_What this task involves:_ Write out, word for word, every line in the data below from the one containing "point: the fort building" to the one containing "point: the mountain slope, center", both of them included.

_Data records:_
—————

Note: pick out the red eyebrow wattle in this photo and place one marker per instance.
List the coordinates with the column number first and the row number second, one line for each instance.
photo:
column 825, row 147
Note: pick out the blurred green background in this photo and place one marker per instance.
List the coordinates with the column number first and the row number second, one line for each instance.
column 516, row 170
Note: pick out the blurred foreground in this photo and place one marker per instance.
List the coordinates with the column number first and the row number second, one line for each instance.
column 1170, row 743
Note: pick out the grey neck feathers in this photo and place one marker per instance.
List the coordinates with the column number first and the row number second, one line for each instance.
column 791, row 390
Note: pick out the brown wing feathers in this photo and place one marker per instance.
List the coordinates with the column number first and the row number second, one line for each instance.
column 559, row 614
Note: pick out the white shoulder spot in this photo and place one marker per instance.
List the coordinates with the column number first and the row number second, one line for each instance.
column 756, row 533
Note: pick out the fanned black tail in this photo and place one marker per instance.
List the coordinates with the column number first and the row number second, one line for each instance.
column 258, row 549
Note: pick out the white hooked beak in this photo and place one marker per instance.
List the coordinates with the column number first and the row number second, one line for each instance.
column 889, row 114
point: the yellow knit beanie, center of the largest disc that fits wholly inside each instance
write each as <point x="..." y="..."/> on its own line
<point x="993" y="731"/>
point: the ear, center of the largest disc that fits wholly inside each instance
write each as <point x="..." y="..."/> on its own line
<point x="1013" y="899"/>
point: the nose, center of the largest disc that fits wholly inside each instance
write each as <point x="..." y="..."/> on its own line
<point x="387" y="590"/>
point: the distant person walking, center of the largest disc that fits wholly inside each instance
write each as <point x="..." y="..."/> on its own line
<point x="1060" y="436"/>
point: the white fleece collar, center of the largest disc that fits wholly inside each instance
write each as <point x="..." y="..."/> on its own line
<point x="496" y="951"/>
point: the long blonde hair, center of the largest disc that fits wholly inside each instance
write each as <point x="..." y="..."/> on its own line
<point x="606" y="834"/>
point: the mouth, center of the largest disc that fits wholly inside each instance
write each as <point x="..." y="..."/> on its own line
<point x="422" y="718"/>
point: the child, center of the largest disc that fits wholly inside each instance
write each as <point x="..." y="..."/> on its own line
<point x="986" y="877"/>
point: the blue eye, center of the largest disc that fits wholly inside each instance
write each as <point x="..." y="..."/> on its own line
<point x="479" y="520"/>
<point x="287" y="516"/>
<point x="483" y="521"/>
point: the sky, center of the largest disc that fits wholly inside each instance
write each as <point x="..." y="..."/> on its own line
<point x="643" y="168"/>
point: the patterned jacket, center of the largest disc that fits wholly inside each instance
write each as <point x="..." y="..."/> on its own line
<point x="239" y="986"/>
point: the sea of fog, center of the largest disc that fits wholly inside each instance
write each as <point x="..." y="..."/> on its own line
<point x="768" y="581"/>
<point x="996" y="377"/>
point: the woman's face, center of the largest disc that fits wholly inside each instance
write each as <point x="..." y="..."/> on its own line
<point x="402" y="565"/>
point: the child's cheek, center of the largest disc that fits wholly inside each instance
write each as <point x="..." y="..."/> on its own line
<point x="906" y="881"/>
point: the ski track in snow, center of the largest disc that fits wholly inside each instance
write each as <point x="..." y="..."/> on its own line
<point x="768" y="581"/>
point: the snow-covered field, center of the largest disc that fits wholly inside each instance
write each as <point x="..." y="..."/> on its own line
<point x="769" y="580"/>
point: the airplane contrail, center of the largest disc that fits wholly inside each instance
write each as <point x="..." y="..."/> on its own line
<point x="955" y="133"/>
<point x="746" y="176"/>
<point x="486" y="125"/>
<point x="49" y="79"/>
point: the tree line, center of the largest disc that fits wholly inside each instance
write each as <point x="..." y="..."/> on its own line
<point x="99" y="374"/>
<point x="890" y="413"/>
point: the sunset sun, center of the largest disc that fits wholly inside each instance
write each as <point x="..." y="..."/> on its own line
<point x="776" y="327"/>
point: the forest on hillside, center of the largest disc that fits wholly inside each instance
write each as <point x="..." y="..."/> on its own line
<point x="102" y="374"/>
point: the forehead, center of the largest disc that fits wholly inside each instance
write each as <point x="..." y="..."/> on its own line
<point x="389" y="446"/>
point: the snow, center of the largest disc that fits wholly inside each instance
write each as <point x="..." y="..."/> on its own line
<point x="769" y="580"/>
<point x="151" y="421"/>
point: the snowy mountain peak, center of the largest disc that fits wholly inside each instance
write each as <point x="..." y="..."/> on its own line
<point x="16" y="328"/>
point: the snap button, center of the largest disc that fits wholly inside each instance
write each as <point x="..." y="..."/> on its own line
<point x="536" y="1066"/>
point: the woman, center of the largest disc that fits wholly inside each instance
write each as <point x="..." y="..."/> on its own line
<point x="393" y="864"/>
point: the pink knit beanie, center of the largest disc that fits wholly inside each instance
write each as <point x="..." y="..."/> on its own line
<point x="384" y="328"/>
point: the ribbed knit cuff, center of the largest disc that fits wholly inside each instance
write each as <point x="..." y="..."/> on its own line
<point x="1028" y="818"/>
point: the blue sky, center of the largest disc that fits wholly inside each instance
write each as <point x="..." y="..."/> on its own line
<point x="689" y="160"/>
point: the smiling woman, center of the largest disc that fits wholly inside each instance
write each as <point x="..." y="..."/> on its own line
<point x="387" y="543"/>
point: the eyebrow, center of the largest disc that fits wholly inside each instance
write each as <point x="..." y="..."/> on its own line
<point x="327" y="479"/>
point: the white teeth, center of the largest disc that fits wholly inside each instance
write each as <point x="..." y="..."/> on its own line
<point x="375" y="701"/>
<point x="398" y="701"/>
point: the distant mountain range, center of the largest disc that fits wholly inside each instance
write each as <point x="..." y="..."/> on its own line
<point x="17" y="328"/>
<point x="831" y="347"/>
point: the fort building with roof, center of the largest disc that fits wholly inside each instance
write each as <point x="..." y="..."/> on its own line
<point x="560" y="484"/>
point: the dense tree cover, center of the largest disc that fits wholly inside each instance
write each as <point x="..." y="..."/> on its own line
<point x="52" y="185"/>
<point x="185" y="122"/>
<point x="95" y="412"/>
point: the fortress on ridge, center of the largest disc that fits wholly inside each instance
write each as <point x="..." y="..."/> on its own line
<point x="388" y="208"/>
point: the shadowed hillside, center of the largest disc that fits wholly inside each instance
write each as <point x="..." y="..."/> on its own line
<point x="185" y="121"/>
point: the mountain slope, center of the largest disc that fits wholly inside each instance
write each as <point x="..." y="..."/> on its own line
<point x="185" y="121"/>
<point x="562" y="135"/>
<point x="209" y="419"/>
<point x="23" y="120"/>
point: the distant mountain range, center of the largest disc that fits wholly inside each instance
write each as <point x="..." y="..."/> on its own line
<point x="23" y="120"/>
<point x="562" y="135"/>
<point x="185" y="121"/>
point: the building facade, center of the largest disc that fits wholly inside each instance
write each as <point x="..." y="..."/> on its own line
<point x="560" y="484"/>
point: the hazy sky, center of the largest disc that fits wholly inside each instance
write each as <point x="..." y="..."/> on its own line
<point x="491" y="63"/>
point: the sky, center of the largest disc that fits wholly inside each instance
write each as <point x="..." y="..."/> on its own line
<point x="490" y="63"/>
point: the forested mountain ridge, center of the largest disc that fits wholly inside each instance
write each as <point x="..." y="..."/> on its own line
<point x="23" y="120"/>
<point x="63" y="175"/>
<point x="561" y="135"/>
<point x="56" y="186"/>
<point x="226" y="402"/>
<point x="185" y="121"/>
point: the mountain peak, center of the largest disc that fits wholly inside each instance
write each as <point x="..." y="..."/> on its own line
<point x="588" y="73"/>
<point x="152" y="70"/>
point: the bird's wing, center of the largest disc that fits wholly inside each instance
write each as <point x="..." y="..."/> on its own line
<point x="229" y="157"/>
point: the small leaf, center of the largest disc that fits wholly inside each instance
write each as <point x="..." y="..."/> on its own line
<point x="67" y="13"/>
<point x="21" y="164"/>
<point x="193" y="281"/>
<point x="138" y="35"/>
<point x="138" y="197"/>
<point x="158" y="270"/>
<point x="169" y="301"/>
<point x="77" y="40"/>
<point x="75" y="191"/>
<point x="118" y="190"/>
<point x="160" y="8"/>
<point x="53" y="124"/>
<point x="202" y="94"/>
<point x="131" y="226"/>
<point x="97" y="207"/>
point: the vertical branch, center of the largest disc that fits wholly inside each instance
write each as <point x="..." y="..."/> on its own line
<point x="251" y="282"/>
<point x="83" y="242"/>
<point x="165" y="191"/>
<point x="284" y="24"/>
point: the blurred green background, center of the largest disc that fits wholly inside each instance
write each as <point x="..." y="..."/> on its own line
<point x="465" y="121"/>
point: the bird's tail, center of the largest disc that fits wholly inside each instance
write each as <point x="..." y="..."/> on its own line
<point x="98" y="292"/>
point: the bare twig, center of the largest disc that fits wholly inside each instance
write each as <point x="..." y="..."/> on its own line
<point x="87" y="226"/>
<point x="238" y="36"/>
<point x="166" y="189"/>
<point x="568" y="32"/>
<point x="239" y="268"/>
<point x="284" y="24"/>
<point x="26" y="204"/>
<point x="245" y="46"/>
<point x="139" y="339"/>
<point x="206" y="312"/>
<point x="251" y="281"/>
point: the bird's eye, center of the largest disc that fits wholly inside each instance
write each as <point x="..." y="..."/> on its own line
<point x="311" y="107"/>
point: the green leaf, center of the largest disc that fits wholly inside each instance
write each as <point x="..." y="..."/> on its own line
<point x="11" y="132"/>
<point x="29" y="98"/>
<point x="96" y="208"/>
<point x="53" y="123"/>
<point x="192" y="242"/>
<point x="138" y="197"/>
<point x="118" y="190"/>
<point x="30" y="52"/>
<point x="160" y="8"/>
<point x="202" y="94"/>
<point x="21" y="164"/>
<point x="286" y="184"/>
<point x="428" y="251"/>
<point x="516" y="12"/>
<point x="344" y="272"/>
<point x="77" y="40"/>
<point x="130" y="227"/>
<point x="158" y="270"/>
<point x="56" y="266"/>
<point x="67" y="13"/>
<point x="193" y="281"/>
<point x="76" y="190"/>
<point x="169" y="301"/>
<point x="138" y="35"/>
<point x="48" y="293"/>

—————

_Answer to this exercise:_
point: the fort building with roof, center of the largest disc that fits wholly inside each instance
write each as <point x="..." y="..."/> on its own line
<point x="560" y="484"/>
point: the dense tree cover, center of the largest disc that fits wholly inside each instance
write each as <point x="..." y="..."/> on its own line
<point x="52" y="185"/>
<point x="185" y="122"/>
<point x="95" y="412"/>
point: the fortress on ridge, center of the largest disc that fits wholly inside each instance
write each as <point x="..." y="..."/> on its own line
<point x="388" y="208"/>
point: the shadowed hillside, center of the largest disc that fits wholly inside each instance
write each as <point x="..." y="..."/> on its own line
<point x="185" y="121"/>
point: the mountain slope, center of the largest disc that fits wholly inside each instance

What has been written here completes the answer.